- **PROBLEM**: Transcribe every line of the entries exactly.

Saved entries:
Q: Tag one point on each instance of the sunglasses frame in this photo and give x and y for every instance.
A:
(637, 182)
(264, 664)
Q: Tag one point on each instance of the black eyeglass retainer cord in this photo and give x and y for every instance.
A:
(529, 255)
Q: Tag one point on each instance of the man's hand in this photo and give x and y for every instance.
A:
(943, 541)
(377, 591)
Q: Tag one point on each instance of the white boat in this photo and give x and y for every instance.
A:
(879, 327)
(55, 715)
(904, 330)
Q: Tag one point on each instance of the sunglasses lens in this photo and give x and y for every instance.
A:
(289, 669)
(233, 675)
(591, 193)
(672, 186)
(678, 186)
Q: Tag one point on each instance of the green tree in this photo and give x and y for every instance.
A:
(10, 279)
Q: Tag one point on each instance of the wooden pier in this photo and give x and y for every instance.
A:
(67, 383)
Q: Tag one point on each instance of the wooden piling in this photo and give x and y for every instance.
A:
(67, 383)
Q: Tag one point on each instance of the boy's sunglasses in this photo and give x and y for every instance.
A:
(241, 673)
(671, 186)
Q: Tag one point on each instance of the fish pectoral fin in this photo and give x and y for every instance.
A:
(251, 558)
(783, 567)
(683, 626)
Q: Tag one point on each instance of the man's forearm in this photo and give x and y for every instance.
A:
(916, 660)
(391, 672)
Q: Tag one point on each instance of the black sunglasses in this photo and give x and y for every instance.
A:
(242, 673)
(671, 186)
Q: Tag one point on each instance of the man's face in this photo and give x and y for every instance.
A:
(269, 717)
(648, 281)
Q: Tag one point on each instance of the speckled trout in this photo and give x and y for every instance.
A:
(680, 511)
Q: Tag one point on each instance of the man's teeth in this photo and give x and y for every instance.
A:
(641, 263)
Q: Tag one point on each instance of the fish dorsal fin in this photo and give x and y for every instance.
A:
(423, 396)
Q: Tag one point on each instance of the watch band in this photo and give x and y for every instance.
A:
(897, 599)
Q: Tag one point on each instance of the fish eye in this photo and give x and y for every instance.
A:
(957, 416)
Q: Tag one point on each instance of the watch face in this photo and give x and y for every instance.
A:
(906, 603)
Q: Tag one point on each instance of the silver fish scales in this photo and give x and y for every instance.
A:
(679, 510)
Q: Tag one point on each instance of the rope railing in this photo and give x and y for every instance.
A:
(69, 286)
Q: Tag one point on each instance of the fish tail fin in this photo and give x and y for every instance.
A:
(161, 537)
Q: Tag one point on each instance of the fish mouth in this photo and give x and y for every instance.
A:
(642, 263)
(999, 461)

- **FINISHED EXERCISE**:
Q: Tag one point on each instance of the sunglasses frame in this photo and give x and y for every instance.
A:
(637, 182)
(264, 664)
Q: Tag one point on each instance of the black eyeglass retainer cord in this photo and give x and y for every instance.
A:
(529, 255)
Q: Tag one point on each instance of the man's hand in this photo and give x and y for every instance.
A:
(943, 541)
(377, 591)
Q: Tag one point on each instance of the white boat in this photo and give x and y for every instance.
A:
(879, 327)
(55, 715)
(904, 330)
Q: Tag one point on each instance of the sunglasses lens in this photo and give x and y for every instance.
A:
(289, 669)
(233, 675)
(591, 193)
(672, 186)
(678, 186)
Q: Tag one point on each instance of the green tree in this photo and give x and y for every instance.
A:
(10, 279)
Q: Tag one point on each instance of the wooden pier in this photo and give x and y for every instance.
A:
(67, 383)
Q: Tag one point on each instance of the wooden piling in this photo and give x and y for every instance.
A:
(67, 383)
Q: Tag one point on each instance of the boy's sunglasses in this photo and give x and y for every instance.
A:
(241, 673)
(671, 186)
Q: Tag one point on each instance of the fish pectoral fin in this photo and give x and y for every instance.
A:
(251, 558)
(783, 567)
(683, 626)
Q: Tag one point on each instance of the man's forearm in this photo and give x and y for every instance.
A:
(916, 660)
(391, 672)
Q: Tag one point on each instance of the black sunglasses in this photo and give x and y for every instance.
A:
(242, 673)
(671, 186)
Q: Tag one point on each instance of the man's face in this photo and give x and y for every instance.
A:
(269, 717)
(648, 281)
Q: Tag one point on each instance of the speckled trout in this photo and give x and y for every instance.
A:
(680, 511)
Q: Tag one point on each instance of the man's teeth in this photo and give x and y for every instance.
A:
(641, 263)
Q: Tag one point on each instance of the fish dorsal fin in this photo and give x and y for every instance.
A:
(423, 396)
Q: Tag one point on each instance of the watch band in this photo and give x and y for every instance.
A:
(897, 599)
Q: Tag one point on each instance of the fish eye in this photo and give x and y for every instance.
A:
(957, 416)
Q: Tag one point on each instance of the watch face in this photo and give x and y for every instance.
A:
(906, 603)
Q: Tag one point on each instance of the silver fish scales in this photo and give x and y for every instance.
A:
(679, 510)
Q: Tag one point on each instance of the rope railing in this photo and give x and y for every instance.
A:
(69, 286)
Q: Tag one point on each instance of the fish tail fin in this photo and give x and y for every instance.
A:
(161, 537)
Q: Tag one point on each instance of the fish mouth in this photo and give x and y for every instance.
A:
(642, 263)
(999, 461)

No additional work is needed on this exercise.